▶ _Extract to read_:
═══

Your emails, social media accounts, cloud photos, online banking, and even crypto wallets make up your digital legacy. Many families permanently lose photos, documents, and even money simply because no one knew the passwords.
With proper planning, your family will be able to:
- Access important documents
- Retrieve photos and memories
- Close or manage online accounts
- Recover digital money

Store login details securely and tell one trusted person how to access them.
You can also:
- Choose a legacy contact on platforms like Facebook
- Use Google’s Inactive Account Manager
- Appoint a digital executor to manage or close accounts
Simple steps like these save your loved ones from stress and permanent data loss.
4. Instructions for Healthcare and Emergencies
Legacy planning isn’t only about what happens after death. It’s also about what happens if you are alive but unable to speak for yourself.
Imagine a medical emergency where you’re unconscious or seriously ill. Someone will need to make decisions quickly. Without instructions, families are often left confused, scared, and unsure of what they want.
That’s why it’s important to include healthcare and emergency instructions in your legacy plan.

═══

▶ _Work instructions_:
Which Google tool does the digital legacy passage above suggest using? Please answer in a few words.

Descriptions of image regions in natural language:
═══

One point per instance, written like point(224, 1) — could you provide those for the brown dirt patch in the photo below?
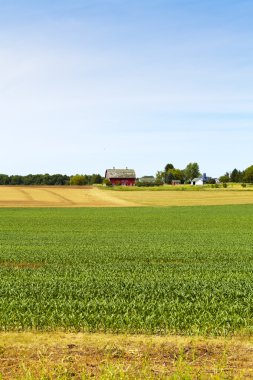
point(65, 356)
point(67, 196)
point(20, 265)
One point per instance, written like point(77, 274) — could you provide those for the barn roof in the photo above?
point(120, 173)
point(147, 178)
point(197, 179)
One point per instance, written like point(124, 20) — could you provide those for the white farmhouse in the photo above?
point(197, 181)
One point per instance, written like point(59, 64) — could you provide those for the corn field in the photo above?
point(177, 270)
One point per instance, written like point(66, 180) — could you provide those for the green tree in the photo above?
point(225, 178)
point(160, 176)
point(168, 167)
point(248, 174)
point(78, 180)
point(191, 171)
point(172, 174)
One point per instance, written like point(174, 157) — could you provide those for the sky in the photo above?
point(87, 85)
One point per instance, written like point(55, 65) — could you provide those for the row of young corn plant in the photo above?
point(182, 270)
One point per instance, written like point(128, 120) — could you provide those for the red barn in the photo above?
point(121, 177)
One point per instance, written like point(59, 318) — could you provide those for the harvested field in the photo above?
point(105, 356)
point(53, 196)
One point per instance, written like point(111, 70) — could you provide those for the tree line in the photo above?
point(191, 171)
point(51, 179)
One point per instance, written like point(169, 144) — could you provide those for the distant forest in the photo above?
point(52, 180)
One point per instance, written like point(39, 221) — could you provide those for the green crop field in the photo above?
point(180, 270)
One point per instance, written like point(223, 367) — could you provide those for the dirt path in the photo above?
point(60, 355)
point(66, 196)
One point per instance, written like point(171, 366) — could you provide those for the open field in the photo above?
point(78, 284)
point(179, 270)
point(21, 196)
point(58, 355)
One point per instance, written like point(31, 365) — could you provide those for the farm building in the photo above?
point(121, 177)
point(200, 181)
point(197, 181)
point(175, 182)
point(147, 179)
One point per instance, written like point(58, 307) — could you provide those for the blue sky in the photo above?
point(86, 85)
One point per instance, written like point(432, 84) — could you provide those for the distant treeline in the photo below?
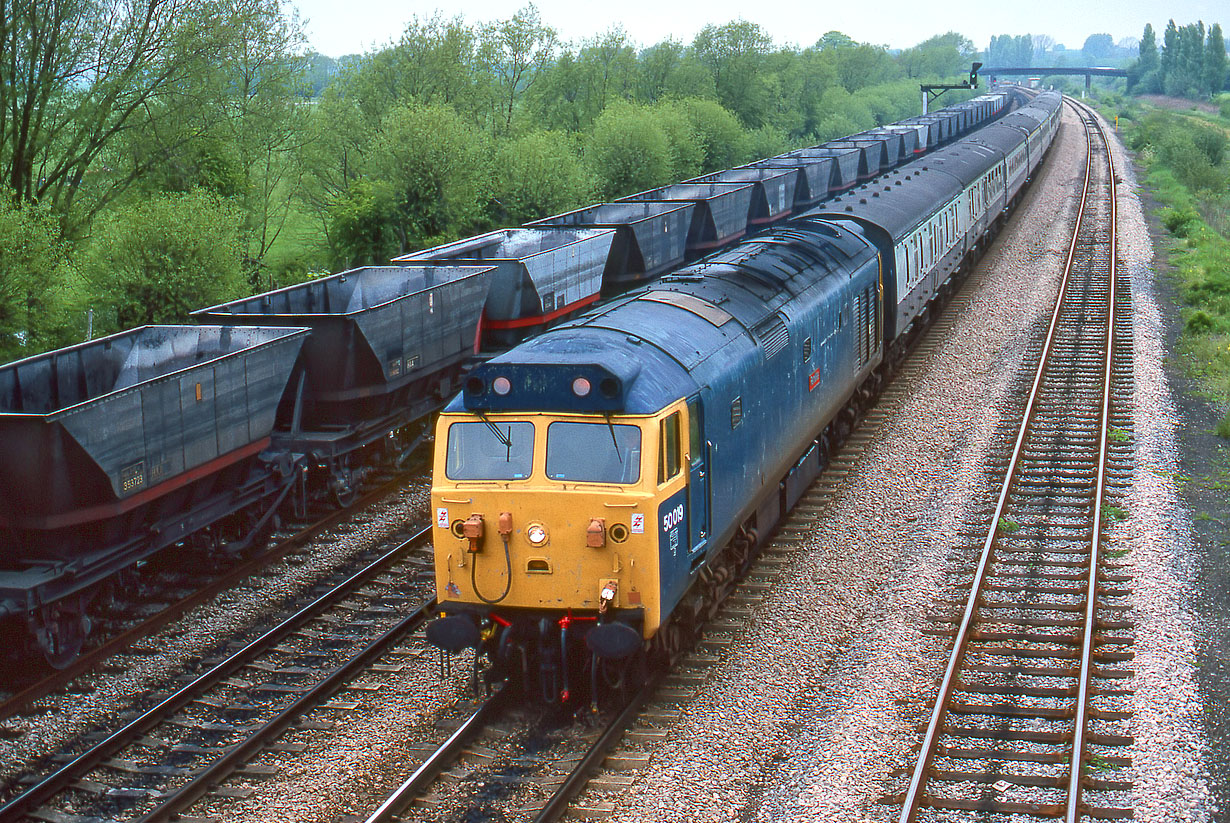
point(1191, 63)
point(145, 176)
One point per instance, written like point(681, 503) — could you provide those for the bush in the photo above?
point(33, 272)
point(627, 151)
point(686, 153)
point(156, 260)
point(1199, 322)
point(723, 140)
point(1181, 220)
point(1223, 428)
point(437, 171)
point(538, 175)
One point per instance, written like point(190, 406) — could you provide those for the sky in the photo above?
point(356, 26)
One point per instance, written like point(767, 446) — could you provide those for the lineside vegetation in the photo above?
point(158, 155)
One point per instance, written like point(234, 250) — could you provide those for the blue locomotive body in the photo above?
point(760, 352)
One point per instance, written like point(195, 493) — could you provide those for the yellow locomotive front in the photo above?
point(546, 532)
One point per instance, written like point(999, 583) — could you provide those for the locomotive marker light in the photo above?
point(595, 533)
point(472, 532)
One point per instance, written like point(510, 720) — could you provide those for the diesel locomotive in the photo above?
point(598, 487)
point(176, 438)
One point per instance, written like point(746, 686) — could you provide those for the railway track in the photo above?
point(44, 683)
point(164, 759)
point(1032, 711)
point(533, 779)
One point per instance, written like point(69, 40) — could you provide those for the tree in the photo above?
point(433, 62)
point(156, 260)
point(1042, 47)
point(627, 151)
point(723, 142)
point(32, 279)
point(262, 95)
point(539, 175)
point(1143, 75)
point(737, 55)
point(78, 74)
point(513, 52)
point(668, 70)
point(437, 171)
point(937, 57)
point(1215, 60)
point(1170, 55)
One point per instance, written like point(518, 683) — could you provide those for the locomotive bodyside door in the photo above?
point(698, 479)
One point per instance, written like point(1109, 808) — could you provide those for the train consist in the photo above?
point(598, 487)
point(174, 437)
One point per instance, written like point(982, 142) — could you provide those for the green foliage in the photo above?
point(538, 175)
point(1191, 150)
point(686, 153)
point(627, 151)
point(1180, 220)
point(32, 277)
point(1198, 322)
point(941, 55)
point(1009, 51)
point(155, 260)
point(1192, 63)
point(1223, 427)
point(722, 140)
point(1198, 215)
point(437, 171)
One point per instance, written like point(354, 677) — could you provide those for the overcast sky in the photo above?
point(356, 26)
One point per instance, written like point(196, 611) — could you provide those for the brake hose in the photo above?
point(508, 570)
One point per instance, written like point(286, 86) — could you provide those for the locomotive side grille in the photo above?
point(773, 335)
point(861, 316)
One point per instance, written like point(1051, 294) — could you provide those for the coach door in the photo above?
point(698, 479)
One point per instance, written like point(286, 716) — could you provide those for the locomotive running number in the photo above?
point(673, 518)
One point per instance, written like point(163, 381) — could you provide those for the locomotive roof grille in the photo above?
point(549, 386)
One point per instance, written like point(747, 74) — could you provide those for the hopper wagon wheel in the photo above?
point(343, 486)
point(60, 630)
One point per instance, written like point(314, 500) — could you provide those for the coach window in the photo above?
point(669, 460)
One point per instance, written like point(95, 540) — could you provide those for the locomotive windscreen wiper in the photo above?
point(506, 438)
point(610, 427)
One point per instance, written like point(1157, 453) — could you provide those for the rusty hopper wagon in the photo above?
point(122, 447)
point(388, 346)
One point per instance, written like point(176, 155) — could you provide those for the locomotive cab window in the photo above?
point(695, 443)
point(669, 460)
point(490, 450)
point(594, 453)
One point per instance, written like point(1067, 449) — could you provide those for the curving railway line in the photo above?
point(19, 689)
point(1033, 710)
point(161, 760)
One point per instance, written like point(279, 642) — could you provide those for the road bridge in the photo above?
point(1042, 71)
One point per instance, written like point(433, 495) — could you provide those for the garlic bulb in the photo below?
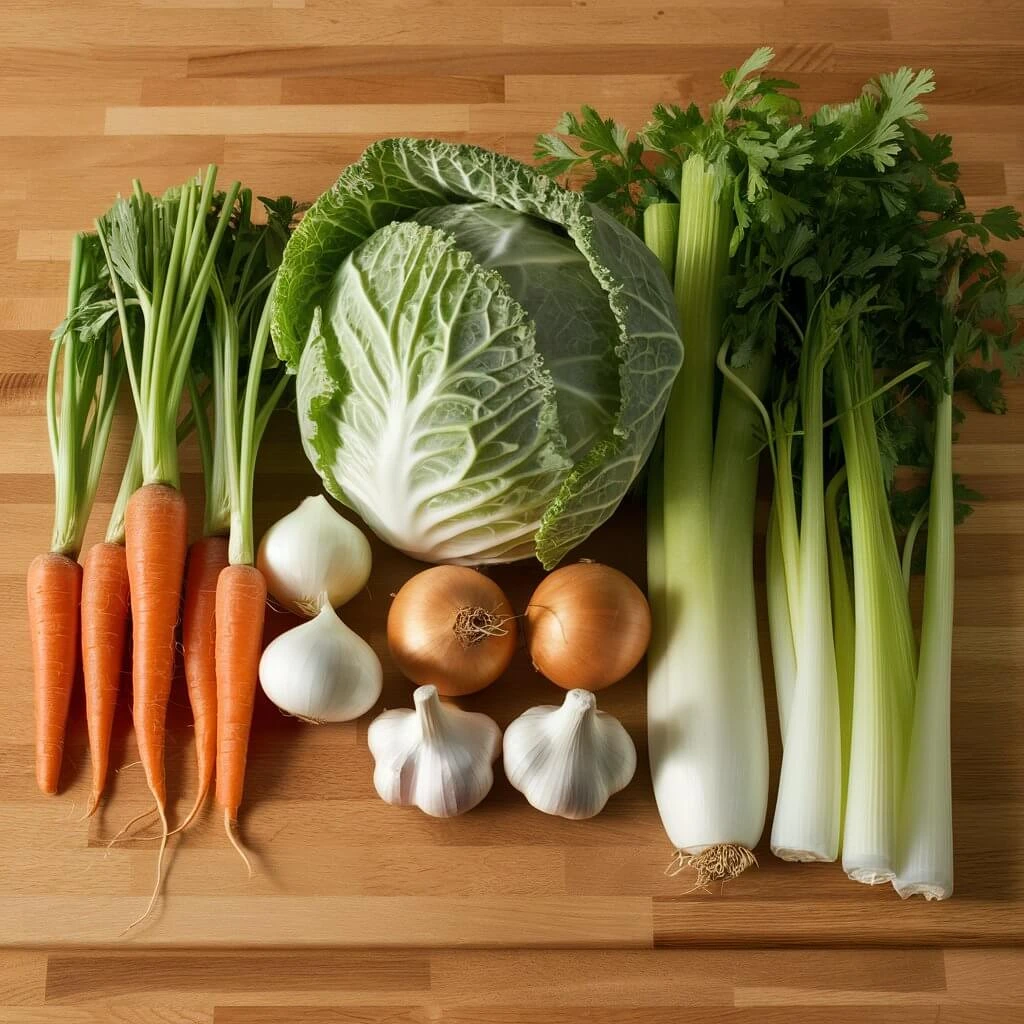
point(569, 760)
point(322, 671)
point(311, 552)
point(435, 757)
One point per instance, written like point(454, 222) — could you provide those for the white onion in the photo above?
point(313, 553)
point(322, 671)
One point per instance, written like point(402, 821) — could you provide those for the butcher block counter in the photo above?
point(357, 910)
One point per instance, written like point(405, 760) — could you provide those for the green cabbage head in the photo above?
point(483, 357)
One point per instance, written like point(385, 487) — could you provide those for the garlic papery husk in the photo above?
point(312, 552)
point(435, 757)
point(568, 760)
point(322, 671)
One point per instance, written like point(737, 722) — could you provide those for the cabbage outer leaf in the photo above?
point(393, 179)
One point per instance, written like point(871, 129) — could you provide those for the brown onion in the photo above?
point(587, 626)
point(453, 628)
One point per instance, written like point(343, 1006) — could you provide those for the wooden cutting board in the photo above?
point(284, 98)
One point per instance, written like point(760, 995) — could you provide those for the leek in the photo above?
point(806, 825)
point(926, 851)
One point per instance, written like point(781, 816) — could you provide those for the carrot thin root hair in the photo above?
point(158, 884)
point(229, 827)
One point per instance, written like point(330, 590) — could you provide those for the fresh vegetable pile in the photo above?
point(484, 363)
point(834, 291)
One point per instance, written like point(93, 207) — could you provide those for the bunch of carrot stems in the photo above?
point(172, 293)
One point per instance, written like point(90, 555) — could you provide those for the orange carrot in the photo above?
point(155, 544)
point(206, 559)
point(104, 625)
point(241, 604)
point(54, 586)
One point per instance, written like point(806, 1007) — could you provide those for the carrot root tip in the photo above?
point(233, 840)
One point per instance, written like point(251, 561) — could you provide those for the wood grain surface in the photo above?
point(283, 93)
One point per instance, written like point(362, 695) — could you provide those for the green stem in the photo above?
point(67, 471)
point(660, 228)
point(843, 620)
point(131, 480)
point(242, 549)
point(926, 860)
point(910, 541)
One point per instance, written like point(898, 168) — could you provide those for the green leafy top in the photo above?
point(232, 358)
point(86, 367)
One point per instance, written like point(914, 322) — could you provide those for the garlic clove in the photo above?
point(434, 757)
point(310, 553)
point(322, 671)
point(567, 761)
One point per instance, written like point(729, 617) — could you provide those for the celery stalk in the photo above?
point(706, 713)
point(884, 651)
point(806, 824)
point(926, 848)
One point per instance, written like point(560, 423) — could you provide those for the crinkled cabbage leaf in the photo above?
point(483, 357)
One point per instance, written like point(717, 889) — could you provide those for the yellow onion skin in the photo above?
point(588, 626)
point(453, 628)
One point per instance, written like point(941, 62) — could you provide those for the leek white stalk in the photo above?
point(705, 705)
point(926, 852)
point(781, 559)
point(884, 650)
point(806, 825)
point(783, 654)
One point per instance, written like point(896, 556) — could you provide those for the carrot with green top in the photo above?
point(244, 273)
point(88, 363)
point(161, 253)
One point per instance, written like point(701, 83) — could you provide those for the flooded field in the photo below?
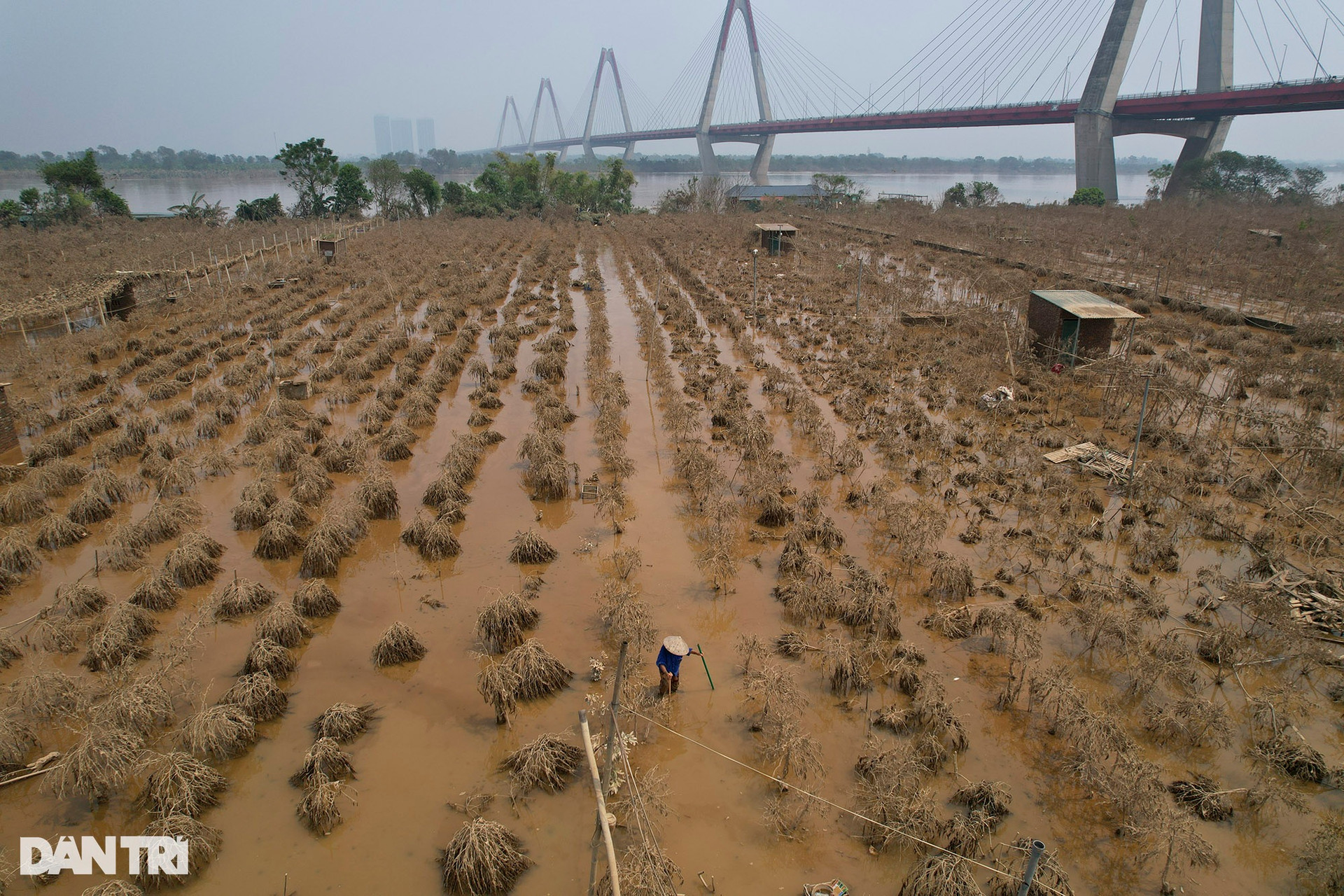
point(323, 636)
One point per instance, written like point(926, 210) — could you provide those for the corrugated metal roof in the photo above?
point(752, 191)
point(1085, 305)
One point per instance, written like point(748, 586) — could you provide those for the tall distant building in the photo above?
point(425, 134)
point(382, 134)
point(402, 136)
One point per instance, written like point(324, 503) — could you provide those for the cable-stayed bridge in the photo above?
point(999, 62)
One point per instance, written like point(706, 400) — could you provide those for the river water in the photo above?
point(158, 194)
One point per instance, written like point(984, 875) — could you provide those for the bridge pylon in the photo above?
point(765, 143)
point(537, 113)
point(1094, 127)
point(1215, 73)
point(518, 120)
point(606, 58)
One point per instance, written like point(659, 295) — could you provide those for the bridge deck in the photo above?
point(1306, 96)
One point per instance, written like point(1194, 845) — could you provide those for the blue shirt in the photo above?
point(670, 662)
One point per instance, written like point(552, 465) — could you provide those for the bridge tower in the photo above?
point(1094, 125)
point(765, 143)
point(522, 134)
point(1094, 128)
point(537, 113)
point(608, 57)
point(1215, 73)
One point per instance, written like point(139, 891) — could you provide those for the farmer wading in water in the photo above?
point(670, 663)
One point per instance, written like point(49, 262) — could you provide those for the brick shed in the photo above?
point(1073, 323)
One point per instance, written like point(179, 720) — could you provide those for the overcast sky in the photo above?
point(242, 77)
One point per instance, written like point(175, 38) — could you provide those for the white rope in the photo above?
point(843, 809)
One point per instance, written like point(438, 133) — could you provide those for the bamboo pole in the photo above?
point(605, 780)
point(601, 806)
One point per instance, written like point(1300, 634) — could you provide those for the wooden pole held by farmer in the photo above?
point(601, 806)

═══

▶ _Answer to this exercise_:
Google's Inactive Account Manager.